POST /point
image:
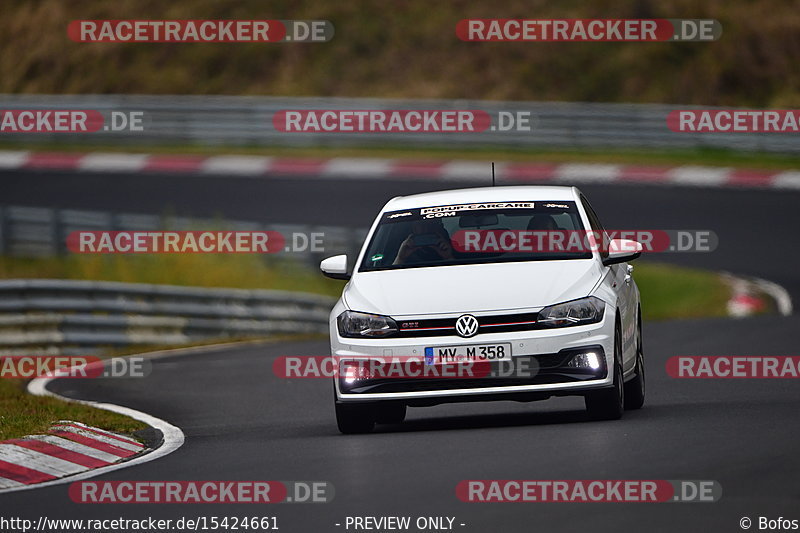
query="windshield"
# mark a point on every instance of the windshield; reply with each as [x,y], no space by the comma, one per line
[466,234]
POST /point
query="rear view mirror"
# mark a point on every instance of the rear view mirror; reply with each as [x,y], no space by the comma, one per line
[621,251]
[335,267]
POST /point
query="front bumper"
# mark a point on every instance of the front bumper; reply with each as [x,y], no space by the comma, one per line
[544,352]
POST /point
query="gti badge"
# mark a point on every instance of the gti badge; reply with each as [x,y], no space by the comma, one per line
[467,325]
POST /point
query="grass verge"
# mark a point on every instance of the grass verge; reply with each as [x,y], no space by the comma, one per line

*Exercise aim*
Reproduce all of the material above, requests included, but increase every coordinate in the answers by 129. Leave the pictures out.

*The answer*
POST /point
image:
query="windshield"
# mark a point on every instance of the windshield; reply with each as [x,y], no space by the comma, one per line
[595,363]
POST /point
query="rear view mirror"
# mark a point on every instance of the rear view mirror; reply with each as [x,y], no space by the comma, one per line
[750,380]
[464,396]
POST /point
query="front bumper"
# mark a point on every instance of the front bumper; reply with each as [x,y], no space by the comma, one per line
[673,481]
POST /point
query="gti badge"
# mark a point on every instance of the gti badge; reply with each as [x,y], no space by the comma, one per line
[596,454]
POST /point
query="grass verge"
# mark a point on every instance of the grass verge; reply with each as [x,y], no space by the comma, one per line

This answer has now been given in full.